** begin **

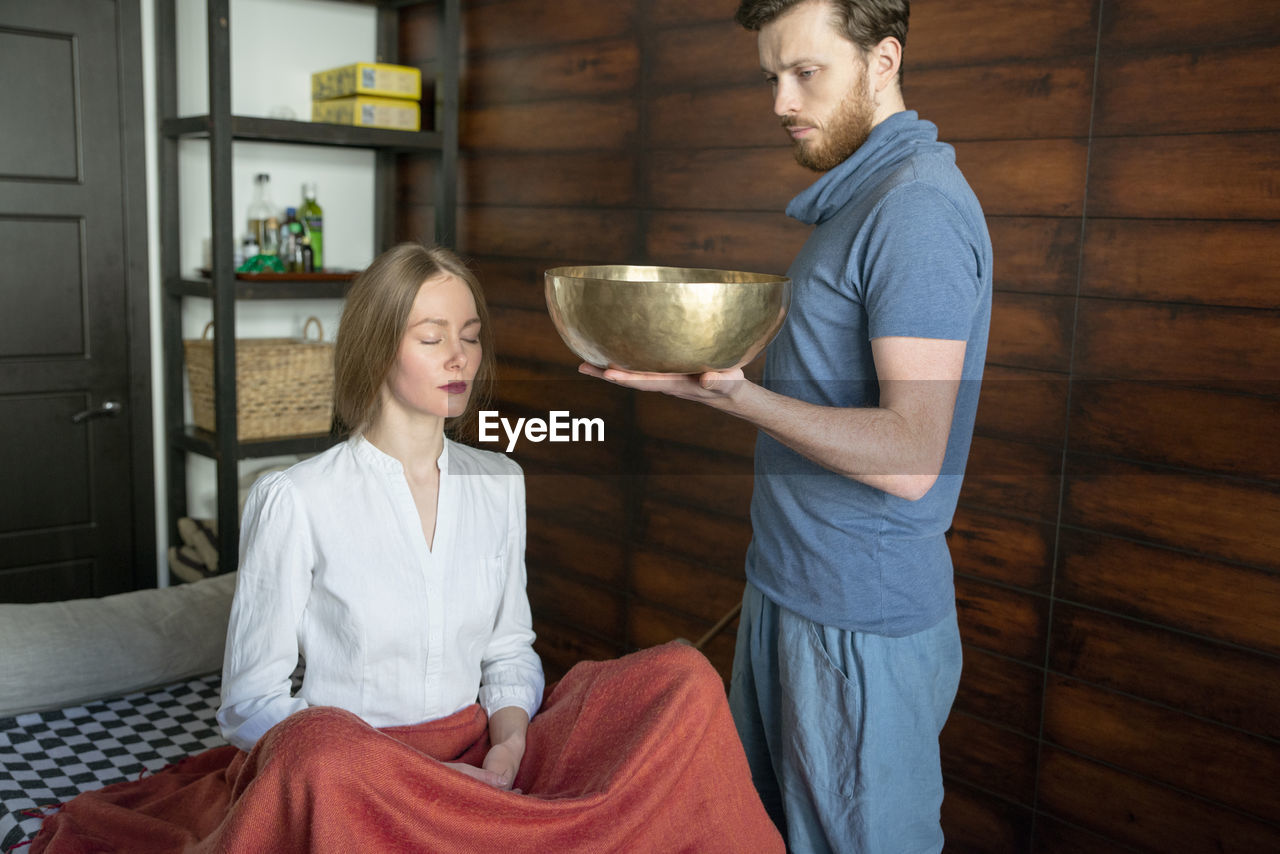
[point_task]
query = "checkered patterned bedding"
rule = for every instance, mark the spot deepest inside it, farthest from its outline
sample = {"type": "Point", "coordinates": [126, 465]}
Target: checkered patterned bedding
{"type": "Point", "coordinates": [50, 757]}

** end **
** begin **

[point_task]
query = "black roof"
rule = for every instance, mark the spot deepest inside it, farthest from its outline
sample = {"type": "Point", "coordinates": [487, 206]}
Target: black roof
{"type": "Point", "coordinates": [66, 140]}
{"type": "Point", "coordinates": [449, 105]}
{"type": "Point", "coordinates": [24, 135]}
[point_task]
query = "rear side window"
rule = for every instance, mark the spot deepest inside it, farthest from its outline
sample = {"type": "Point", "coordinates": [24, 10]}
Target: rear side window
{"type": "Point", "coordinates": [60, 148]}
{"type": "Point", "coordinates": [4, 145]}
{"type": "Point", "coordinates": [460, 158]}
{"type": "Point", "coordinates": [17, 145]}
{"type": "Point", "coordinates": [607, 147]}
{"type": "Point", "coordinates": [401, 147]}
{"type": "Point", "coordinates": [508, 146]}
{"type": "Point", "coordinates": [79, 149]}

** end **
** begin **

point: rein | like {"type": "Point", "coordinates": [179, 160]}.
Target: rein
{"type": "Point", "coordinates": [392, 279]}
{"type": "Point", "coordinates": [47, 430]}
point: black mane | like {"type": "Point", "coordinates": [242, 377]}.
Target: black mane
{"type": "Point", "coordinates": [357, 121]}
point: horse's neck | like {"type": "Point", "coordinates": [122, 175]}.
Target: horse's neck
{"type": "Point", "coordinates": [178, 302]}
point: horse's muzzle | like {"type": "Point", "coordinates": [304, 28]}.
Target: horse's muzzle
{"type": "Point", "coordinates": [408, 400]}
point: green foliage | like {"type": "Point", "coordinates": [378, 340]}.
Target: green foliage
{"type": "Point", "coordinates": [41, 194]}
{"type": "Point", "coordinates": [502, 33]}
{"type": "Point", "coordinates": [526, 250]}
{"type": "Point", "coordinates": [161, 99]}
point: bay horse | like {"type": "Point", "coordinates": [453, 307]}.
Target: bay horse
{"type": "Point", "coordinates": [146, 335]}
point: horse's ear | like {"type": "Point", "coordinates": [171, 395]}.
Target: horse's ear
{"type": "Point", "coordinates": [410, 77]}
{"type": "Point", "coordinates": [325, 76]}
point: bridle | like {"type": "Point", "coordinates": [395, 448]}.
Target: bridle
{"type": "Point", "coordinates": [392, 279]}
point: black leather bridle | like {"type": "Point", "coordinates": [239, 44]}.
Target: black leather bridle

** end **

Written problem >>
Convert the records above into a JSON list of strings, starting at the line that contains "point: rein |" and ending at the line that contains "Target: black leather bridle". Use one string per line and leave out blank lines.

The output >>
[
  "point: rein | like {\"type\": \"Point\", \"coordinates\": [179, 160]}.",
  "Target: rein",
  "{\"type\": \"Point\", \"coordinates\": [392, 279]}",
  "{\"type\": \"Point\", \"coordinates\": [47, 430]}",
  "point: black mane | like {\"type\": \"Point\", \"coordinates\": [242, 377]}.",
  "Target: black mane",
  "{\"type\": \"Point\", \"coordinates\": [357, 121]}",
  "point: horse's neck | like {\"type\": \"Point\", \"coordinates\": [122, 175]}.",
  "Target: horse's neck",
  "{\"type\": \"Point\", \"coordinates\": [178, 302]}",
  "point: horse's muzzle | like {\"type\": \"Point\", \"coordinates\": [304, 28]}.",
  "Target: horse's muzzle",
  "{\"type\": \"Point\", \"coordinates\": [408, 400]}",
  "point: green foliage | like {\"type\": \"Point\", \"coordinates\": [378, 340]}.",
  "Target: green foliage",
  "{\"type\": \"Point\", \"coordinates\": [41, 194]}",
  "{\"type\": \"Point\", \"coordinates\": [502, 33]}",
  "{\"type\": \"Point\", \"coordinates\": [526, 250]}",
  "{\"type\": \"Point\", \"coordinates\": [161, 99]}",
  "point: bay horse | like {\"type\": \"Point\", \"coordinates\": [453, 307]}.",
  "Target: bay horse",
  "{\"type\": \"Point\", \"coordinates\": [146, 335]}",
  "point: horse's ear | like {\"type\": \"Point\", \"coordinates\": [171, 395]}.",
  "Target: horse's ear",
  "{\"type\": \"Point\", \"coordinates\": [410, 77]}",
  "{\"type\": \"Point\", \"coordinates\": [325, 76]}",
  "point: bridle | like {\"type\": \"Point\", \"coordinates\": [395, 448]}.",
  "Target: bridle",
  "{\"type\": \"Point\", \"coordinates\": [392, 279]}",
  "point: black leather bridle | like {\"type\": \"Point\", \"coordinates\": [239, 44]}.",
  "Target: black leather bridle"
]